→ **What is asked**
Copy out the records starting with the line that contains "Give the mask of every instance of the <item>bird's neck</item>" and going on through the line that contains "222], [393, 231]]", reproducing each line character for character.

---------- Materials provided ----------

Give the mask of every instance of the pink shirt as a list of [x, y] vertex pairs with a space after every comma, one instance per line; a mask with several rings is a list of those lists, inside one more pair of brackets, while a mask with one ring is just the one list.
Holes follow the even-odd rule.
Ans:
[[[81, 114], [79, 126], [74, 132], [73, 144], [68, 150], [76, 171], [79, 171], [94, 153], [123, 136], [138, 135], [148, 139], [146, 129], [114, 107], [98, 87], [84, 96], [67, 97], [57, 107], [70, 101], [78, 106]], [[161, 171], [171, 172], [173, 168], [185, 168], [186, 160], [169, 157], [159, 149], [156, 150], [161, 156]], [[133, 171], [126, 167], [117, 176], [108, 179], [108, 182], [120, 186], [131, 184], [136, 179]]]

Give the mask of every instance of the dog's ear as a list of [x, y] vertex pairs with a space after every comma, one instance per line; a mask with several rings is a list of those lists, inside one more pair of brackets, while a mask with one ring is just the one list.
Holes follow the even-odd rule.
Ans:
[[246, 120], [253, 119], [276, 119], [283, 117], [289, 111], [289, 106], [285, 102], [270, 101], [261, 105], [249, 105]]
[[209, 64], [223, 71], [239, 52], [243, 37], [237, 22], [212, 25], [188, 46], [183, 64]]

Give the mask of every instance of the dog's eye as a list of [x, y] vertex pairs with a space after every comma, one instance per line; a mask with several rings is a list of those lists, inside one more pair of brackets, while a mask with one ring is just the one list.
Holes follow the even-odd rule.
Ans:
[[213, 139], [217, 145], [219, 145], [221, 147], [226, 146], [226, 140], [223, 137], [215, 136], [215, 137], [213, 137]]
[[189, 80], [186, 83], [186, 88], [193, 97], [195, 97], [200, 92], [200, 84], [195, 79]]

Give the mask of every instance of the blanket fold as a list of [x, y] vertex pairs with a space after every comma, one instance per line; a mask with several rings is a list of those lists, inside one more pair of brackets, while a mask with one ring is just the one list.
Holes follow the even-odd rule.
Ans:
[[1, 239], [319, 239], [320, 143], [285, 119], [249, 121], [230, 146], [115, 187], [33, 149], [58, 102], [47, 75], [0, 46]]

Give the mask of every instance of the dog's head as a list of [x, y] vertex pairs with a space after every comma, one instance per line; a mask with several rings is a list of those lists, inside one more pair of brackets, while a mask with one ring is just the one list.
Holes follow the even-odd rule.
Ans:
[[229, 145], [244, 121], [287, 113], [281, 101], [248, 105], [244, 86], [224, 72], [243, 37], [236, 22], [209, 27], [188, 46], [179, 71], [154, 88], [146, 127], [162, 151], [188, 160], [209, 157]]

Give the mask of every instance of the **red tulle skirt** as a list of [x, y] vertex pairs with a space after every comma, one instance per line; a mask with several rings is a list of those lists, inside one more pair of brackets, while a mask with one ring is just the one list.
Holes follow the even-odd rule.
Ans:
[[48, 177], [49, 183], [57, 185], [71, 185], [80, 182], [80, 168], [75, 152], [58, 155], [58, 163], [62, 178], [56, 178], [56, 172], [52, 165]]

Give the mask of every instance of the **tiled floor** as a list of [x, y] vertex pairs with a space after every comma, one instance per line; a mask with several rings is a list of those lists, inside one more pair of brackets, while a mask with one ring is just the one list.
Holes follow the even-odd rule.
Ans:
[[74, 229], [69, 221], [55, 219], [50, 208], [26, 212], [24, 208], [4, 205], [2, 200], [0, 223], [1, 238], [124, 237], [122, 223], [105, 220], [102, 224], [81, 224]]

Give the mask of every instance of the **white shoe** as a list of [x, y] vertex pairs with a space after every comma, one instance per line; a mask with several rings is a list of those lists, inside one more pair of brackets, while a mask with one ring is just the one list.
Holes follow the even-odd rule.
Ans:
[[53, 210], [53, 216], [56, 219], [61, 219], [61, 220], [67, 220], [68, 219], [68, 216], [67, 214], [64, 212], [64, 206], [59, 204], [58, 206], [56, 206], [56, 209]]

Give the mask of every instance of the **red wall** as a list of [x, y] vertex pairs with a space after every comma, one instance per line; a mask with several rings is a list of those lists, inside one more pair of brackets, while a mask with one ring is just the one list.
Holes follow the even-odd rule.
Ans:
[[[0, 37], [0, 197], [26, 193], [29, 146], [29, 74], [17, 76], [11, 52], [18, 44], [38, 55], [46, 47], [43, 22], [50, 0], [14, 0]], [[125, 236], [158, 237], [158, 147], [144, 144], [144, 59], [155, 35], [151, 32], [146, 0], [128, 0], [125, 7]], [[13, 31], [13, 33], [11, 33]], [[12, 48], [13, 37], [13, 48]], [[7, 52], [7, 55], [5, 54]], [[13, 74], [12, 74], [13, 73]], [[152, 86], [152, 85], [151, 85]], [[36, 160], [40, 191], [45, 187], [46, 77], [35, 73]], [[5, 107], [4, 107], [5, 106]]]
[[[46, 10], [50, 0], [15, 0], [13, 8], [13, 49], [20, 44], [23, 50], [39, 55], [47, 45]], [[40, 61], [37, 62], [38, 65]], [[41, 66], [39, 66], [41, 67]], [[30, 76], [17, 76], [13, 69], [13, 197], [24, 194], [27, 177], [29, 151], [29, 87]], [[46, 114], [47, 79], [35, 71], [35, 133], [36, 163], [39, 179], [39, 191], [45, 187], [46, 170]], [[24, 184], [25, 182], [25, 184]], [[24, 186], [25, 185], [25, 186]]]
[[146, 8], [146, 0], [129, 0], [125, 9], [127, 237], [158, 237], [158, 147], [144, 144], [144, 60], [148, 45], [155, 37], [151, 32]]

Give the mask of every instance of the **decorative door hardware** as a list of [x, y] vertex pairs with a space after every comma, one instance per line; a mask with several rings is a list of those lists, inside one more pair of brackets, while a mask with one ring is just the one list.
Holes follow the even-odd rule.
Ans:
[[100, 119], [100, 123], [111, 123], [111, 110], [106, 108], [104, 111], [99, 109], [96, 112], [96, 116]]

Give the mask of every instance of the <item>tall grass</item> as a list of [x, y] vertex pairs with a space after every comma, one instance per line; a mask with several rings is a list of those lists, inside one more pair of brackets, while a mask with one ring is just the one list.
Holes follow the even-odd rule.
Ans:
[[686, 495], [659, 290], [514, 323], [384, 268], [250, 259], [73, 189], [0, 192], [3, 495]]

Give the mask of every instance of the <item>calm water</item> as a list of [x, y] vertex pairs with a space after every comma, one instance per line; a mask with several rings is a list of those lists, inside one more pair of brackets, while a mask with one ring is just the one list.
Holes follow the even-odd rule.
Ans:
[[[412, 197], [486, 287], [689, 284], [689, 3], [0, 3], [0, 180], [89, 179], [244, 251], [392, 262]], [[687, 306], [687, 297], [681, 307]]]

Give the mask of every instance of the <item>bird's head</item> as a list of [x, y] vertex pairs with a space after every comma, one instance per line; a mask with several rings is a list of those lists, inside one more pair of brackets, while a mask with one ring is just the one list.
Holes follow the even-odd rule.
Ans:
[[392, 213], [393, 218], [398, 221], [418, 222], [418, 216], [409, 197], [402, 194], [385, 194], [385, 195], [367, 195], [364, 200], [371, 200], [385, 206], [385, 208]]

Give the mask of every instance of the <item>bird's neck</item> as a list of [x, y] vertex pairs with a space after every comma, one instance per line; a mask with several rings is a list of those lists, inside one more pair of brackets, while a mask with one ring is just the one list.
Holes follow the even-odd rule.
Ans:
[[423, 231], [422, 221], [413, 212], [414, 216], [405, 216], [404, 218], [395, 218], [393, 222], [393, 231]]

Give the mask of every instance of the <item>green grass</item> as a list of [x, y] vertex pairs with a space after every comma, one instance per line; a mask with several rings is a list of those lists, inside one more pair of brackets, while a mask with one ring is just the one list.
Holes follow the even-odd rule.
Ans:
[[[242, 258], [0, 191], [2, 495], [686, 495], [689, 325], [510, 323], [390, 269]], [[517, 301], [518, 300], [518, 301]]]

----------

→ **Response**
Give the mask of every instance of the <item>bird's neck</item> as a list of [x, y] vertex pairs with a space after every comma, one instance per line; a mask with several rings is a list of those lists, inside one more pair of brackets, while a mask with one ring is just the one list.
Holes follow the even-odd rule.
Ans:
[[423, 231], [422, 221], [413, 212], [414, 216], [405, 216], [404, 218], [395, 218], [393, 222], [393, 231]]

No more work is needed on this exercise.